CAMPAIGN FORECAST: A LONG HOT SUMMER OF PUNDITRY

Every four years, when summer begins, the national media curtain rises on an overheated stage of presidential politics. Like drama critics clutching their programs, thousands of journalists are keenly alert to the feverish

orchestration for the Republican and Democratic conventions later in the season. The political show must go on -- no matter how phony it may be.

This time around, reporters and commentators seem to be straining extra hard to fan the flames of interest in the race for the White House. After all, George W. Bush and Al Gore are among the most boring political leaders in the country. And that's saying something.

George Orwell seems to have anticipated the genre of politics that prevails in the United States today, a half-century after his death: "When one watches some tired hack on the platform, mechanically repeating the familiar phrases...one often has a curious feeling that one is not watching a live human being but some kind of dummy."

Nearly halfway into 2000, few Americans are excited about Bush or Gore -- and not coincidentally, most understand that both major parties are beholden to economic elites. "Voters know instinctively now that presidents

and politicians may come and go, but the men who collect the checks and rack up the favors amass the real power," Time magazine reports in its June 5 issue. "And so far, none of the proposed reforms from either party would

change that."

● SHORT EXERCISE 1:
Please return every line of the entries below that contains the string "eyeglasses", matching case exactly.

● DATASET RECORDS:
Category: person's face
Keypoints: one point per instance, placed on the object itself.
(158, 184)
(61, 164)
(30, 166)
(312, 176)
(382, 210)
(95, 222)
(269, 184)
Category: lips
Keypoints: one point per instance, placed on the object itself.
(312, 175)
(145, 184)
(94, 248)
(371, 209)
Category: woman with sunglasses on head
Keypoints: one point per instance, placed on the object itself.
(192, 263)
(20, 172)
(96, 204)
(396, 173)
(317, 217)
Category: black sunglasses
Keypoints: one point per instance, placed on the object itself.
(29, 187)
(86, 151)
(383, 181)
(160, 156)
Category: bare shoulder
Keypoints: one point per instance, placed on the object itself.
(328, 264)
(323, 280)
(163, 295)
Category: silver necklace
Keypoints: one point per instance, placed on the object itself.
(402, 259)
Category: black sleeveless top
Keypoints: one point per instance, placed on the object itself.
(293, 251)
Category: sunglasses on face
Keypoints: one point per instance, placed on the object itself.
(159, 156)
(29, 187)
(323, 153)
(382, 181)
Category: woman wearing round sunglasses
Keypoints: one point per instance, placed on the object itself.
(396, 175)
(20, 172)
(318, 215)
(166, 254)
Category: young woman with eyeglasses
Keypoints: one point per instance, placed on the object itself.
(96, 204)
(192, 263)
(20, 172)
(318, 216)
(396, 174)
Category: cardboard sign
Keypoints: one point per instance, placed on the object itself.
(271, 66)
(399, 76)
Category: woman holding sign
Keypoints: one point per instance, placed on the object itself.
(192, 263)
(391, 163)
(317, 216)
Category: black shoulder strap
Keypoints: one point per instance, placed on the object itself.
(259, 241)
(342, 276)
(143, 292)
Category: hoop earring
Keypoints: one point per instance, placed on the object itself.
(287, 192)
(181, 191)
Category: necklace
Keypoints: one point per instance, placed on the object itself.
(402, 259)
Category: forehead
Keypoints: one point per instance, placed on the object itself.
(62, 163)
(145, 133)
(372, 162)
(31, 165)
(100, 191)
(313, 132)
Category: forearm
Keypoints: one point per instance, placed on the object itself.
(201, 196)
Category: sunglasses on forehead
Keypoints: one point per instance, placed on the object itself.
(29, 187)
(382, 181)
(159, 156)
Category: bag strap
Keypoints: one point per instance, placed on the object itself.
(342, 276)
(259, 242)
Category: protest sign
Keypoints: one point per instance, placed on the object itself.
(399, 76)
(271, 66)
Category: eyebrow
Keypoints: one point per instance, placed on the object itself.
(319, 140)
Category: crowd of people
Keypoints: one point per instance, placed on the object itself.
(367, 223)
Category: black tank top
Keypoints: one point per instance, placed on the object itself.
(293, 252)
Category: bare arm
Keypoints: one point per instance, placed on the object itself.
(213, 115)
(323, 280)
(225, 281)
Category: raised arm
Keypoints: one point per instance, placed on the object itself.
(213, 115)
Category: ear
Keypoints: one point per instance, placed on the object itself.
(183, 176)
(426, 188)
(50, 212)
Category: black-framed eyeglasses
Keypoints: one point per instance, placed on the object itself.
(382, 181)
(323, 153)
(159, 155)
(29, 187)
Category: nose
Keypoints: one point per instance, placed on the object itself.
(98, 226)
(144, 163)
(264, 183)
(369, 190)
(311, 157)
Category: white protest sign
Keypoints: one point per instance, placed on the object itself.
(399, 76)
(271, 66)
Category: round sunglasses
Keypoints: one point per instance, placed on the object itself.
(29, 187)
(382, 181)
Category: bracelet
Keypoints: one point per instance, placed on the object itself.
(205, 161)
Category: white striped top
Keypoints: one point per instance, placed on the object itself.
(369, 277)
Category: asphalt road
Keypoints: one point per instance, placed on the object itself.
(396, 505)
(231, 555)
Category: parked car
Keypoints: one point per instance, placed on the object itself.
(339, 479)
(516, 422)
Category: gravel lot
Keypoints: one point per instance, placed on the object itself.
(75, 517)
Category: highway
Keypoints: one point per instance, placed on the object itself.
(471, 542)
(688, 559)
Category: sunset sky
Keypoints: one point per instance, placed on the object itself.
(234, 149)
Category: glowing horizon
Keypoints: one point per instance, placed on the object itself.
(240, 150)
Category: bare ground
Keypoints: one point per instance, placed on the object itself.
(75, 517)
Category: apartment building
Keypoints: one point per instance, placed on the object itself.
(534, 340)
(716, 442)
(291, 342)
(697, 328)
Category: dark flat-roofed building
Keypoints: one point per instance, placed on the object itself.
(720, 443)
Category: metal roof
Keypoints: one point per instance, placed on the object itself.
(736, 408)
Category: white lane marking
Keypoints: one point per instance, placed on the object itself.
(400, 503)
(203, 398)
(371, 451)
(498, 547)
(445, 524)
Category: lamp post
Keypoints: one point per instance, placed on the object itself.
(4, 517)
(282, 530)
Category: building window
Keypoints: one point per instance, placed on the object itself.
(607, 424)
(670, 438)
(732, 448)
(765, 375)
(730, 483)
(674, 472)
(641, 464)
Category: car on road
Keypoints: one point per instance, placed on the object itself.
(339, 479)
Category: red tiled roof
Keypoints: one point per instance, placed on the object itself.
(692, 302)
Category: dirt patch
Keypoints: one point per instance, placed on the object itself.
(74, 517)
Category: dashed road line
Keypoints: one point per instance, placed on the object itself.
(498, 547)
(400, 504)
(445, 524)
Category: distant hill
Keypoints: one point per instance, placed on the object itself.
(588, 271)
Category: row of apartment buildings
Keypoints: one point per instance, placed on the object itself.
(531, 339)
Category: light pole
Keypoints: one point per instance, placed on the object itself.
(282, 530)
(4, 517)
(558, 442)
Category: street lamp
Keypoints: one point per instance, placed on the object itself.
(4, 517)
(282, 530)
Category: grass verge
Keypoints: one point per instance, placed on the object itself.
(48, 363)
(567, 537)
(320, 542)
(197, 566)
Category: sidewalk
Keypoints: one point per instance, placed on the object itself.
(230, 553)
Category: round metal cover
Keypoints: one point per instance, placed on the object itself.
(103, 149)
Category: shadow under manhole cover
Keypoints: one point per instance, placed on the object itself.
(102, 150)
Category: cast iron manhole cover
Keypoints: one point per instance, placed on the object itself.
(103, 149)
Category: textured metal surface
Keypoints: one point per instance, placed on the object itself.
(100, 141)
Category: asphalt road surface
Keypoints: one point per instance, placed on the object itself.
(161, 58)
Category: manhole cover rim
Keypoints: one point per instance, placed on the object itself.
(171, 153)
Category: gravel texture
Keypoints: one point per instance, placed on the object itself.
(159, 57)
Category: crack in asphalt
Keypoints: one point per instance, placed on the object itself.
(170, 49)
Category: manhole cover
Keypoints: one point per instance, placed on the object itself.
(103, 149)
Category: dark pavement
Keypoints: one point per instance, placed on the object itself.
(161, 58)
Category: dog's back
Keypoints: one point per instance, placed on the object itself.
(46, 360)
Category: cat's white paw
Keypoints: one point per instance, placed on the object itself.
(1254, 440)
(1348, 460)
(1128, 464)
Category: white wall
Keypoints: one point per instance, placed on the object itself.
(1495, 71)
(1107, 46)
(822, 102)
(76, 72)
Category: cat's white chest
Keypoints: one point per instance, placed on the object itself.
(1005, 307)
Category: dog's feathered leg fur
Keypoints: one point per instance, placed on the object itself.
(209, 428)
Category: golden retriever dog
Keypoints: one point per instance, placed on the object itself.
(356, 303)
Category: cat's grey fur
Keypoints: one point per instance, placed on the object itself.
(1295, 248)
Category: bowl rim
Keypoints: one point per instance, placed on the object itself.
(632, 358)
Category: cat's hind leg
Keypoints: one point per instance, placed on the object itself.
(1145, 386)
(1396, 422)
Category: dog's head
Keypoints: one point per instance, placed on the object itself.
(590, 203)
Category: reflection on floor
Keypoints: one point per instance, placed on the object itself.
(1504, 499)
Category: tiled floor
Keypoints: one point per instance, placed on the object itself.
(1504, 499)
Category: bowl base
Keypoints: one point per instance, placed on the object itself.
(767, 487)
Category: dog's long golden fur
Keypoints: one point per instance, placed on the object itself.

● SHORT EXERCISE 2:
In the campaign forecast above, which magazine and issue are quoted on what voters know about presidents and power?

● EXERCISE RESULT 1:
Category: young woman with eyeglasses
Category: black-framed eyeglasses

● EXERCISE RESULT 2:
Time magazine, in its June 5 issue.